== Task goal ==
Every record that follows must be duplicated exactly, with images left out.

## BEGIN The records

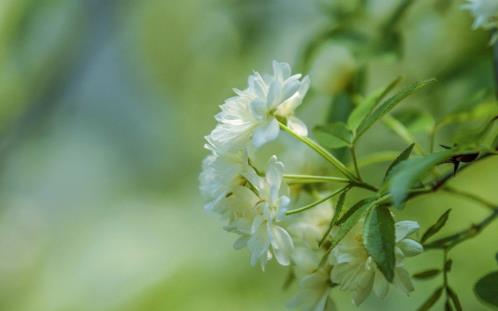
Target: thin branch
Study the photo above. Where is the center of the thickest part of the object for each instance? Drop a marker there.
(470, 196)
(311, 205)
(461, 236)
(313, 179)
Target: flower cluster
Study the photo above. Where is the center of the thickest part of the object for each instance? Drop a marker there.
(485, 14)
(255, 202)
(354, 269)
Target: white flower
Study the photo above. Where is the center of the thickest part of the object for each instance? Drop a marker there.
(252, 114)
(354, 270)
(264, 238)
(310, 227)
(314, 284)
(221, 174)
(485, 14)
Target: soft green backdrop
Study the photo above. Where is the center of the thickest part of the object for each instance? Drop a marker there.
(103, 109)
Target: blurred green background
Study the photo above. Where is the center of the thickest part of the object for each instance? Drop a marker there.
(103, 109)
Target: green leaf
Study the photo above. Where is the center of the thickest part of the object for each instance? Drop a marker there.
(367, 105)
(487, 288)
(480, 111)
(401, 157)
(416, 120)
(337, 212)
(436, 227)
(448, 265)
(427, 274)
(378, 237)
(334, 135)
(408, 172)
(431, 300)
(388, 105)
(454, 299)
(350, 219)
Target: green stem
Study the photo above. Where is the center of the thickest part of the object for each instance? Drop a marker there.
(398, 128)
(311, 205)
(322, 152)
(355, 161)
(374, 158)
(312, 179)
(470, 196)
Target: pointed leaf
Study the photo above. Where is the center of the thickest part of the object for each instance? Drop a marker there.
(334, 135)
(454, 299)
(402, 156)
(436, 227)
(350, 219)
(388, 105)
(487, 288)
(337, 212)
(378, 237)
(427, 274)
(431, 300)
(369, 104)
(416, 120)
(408, 172)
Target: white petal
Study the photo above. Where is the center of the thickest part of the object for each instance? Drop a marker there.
(282, 245)
(265, 133)
(274, 94)
(297, 126)
(258, 108)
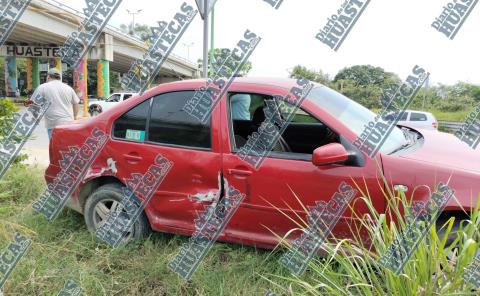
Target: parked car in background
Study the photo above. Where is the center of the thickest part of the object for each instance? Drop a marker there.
(91, 98)
(311, 158)
(417, 119)
(97, 107)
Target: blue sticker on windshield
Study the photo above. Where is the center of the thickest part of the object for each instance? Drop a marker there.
(135, 135)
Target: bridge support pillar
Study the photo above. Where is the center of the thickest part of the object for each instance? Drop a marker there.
(35, 73)
(103, 78)
(11, 83)
(58, 65)
(80, 75)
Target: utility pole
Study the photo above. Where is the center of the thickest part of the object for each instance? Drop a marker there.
(212, 38)
(133, 21)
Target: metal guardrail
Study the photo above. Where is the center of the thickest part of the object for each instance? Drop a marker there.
(451, 125)
(111, 27)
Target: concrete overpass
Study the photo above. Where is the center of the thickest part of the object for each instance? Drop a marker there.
(45, 26)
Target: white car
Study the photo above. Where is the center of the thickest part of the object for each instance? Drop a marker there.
(418, 119)
(97, 107)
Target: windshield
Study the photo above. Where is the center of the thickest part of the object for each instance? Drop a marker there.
(353, 115)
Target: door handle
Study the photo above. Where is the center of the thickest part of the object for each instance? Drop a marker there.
(132, 158)
(237, 172)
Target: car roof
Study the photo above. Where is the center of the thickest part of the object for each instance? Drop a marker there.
(416, 111)
(285, 83)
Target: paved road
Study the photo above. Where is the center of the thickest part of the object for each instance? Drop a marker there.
(37, 146)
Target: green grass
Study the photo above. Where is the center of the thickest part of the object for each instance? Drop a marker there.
(64, 249)
(451, 116)
(351, 267)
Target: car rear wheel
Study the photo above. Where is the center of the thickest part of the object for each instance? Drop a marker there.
(442, 228)
(94, 110)
(105, 200)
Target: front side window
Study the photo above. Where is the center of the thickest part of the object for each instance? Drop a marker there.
(418, 117)
(302, 135)
(353, 115)
(170, 124)
(114, 98)
(132, 125)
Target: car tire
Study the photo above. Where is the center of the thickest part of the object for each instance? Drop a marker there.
(105, 197)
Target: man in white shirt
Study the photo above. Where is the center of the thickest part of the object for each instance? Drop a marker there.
(64, 101)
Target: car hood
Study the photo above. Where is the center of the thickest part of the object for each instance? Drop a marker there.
(446, 150)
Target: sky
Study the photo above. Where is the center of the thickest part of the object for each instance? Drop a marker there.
(393, 34)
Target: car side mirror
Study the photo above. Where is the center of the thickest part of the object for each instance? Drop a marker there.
(333, 153)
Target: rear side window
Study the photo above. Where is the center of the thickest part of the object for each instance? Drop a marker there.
(170, 124)
(132, 125)
(418, 117)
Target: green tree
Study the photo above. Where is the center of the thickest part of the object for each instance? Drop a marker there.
(365, 75)
(312, 75)
(219, 56)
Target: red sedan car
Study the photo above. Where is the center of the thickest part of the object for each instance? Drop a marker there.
(322, 129)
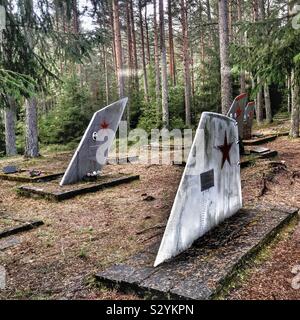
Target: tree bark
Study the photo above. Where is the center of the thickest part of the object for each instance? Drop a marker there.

## END The records

== Solution ==
Target: thin branch
Study the photo above. Where is the center of the thickest part of the object for each instance? Drop a marker there.
(470, 196)
(311, 205)
(461, 236)
(313, 179)
Target: flower cluster
Study the photo above. Where is the center of the thickest part of the object for each instance? Drop a marker there.
(485, 14)
(255, 202)
(354, 269)
Target: white flower
Study the photo above. Where is the center of the thickest part of the object for each instance? Drop a marker there.
(252, 114)
(354, 270)
(264, 238)
(310, 227)
(314, 284)
(221, 174)
(485, 14)
Target: soft green backdrop
Study the photo above. Where is the center of the thickest part of the object for each instance? Drop a marker there.
(103, 109)
Target: blurred green background
Study the photo above. Where is the center of the thickest part of the object for each instance? Drop a marker there.
(103, 109)
Target: green leaf
Study the photo above. Where is the center of the thickest part of the object for each instance? Drop a marker there.
(367, 105)
(487, 288)
(480, 111)
(401, 157)
(416, 120)
(337, 212)
(436, 227)
(448, 265)
(427, 274)
(378, 237)
(334, 135)
(408, 172)
(431, 300)
(388, 105)
(454, 299)
(350, 219)
Target: green stem
Study the photo above. Where is the center of the thickest part of the object for each instance? Drop a marker there.
(398, 128)
(311, 205)
(322, 152)
(355, 161)
(374, 158)
(312, 179)
(470, 196)
Target: pointed leaf
Study the photo above. Where is the center of the thickest part of the object for each instance? Drop a marker there.
(334, 135)
(454, 299)
(402, 156)
(436, 227)
(350, 219)
(388, 105)
(487, 288)
(337, 212)
(378, 237)
(427, 274)
(431, 300)
(369, 104)
(416, 120)
(408, 172)
Target: white petal
Study the photo above. Where is the center of the thickest part of the object for each instance? Drop a marker there.
(282, 245)
(265, 133)
(274, 94)
(297, 126)
(258, 108)
Target: parked car in background
Study the photo above. Where is the center of the thickest part of the object for each instance? Drop a marker there.
(91, 98)
(311, 158)
(417, 119)
(97, 107)
Target: blue sticker on windshield
Study the photo above. Where is the center of the thickest part of the object for each instance? Drop a marker there.
(135, 135)
Target: bridge support pillar
Study the photo above. Where is the center of the thickest part of the object for each instance? Drop a marker there.
(35, 73)
(103, 78)
(11, 83)
(58, 65)
(80, 75)
Target: utility pole
Study the photo above. Where is the center of the thickest part of the object for each instance? Drop a marker there.
(212, 38)
(133, 21)
Target: metal guardrail
Study the photo above. Where is the center of the thickest part of the object for each instance? Drop a marker there.
(451, 125)
(111, 27)
Target: concrete overpass
Study the photo above. Where is the center of the thickest part of the object for each instance? Drop a marker there.
(45, 26)
Target: white car
Study the photo above. Where is the center of the thickest part of the object for each instance? Drop a marker there.
(418, 119)
(97, 107)
Target: windshield
Study the photo above. Where is the center of the thickest part of the object for each instance? Drop a marker there.
(353, 115)
Target: door handle
Study the photo above. Where is the center of the thickest part of the object for each instance? Drop a marker there.
(132, 158)
(237, 172)
Target: car roof
Study the photo above. Where is the center of the thickest part of the object for each instance? Drop a marker there.
(416, 111)
(285, 83)
Target: paved road
Study the photo above. Where is the center of the thickest part of the object for each instance? Drop a marker there.
(37, 146)
Target: green grass
Study the photo above. Where is the center of the thickest part of the object for each instance? Drop a marker there.
(64, 249)
(451, 116)
(351, 267)
Target: car rear wheel
Study the photo above. Where is the center of the thickest part of the object for each instance? Drop a marker there.
(442, 228)
(94, 110)
(105, 200)
Target: front side window
Study the photo above. Where is the center of the thickest part of the object for each instance? Drop a marker there.
(418, 117)
(302, 135)
(353, 115)
(170, 124)
(114, 98)
(132, 125)
Target: car tire
Study the photo above. Where is the center of the thickest part of the object for each instance? Drop a marker there.
(105, 197)
Target: man in white shirt
Study the photo above. Where is the center of the thickest part of the object for each instance? Drop a marker there.
(64, 101)
Target: car hood
Study the photo above. Where is the center of the thickest part of the object for each instance? Drop a marker there.
(446, 150)
Target: sky
Study the photo above. Where is the center of the thickest part of the object for each instance? Drop a marker there.
(393, 34)
Target: car side mirror
Study the photo above. Where is the center of the thickest part of the object for each instance? Drop a marker there.
(333, 153)
Target: rear side window
Study the photo above. Where is the center of the thickest part of the object for each instance? Drop a marker there.
(170, 124)
(132, 125)
(418, 117)
Target: green tree
Study the photo above. Where is the center of the thickest part of the object for each instance? Drop a marker there.
(365, 75)
(312, 75)
(219, 56)
Target: red sedan car
Study the photo above. Where is the center of the thickest part of the object for each instance? Drop a marker there.
(322, 129)
Target: tree bark
Study the photo above. Where is the center of the thickest part of the object for each instance? Drop a marker there.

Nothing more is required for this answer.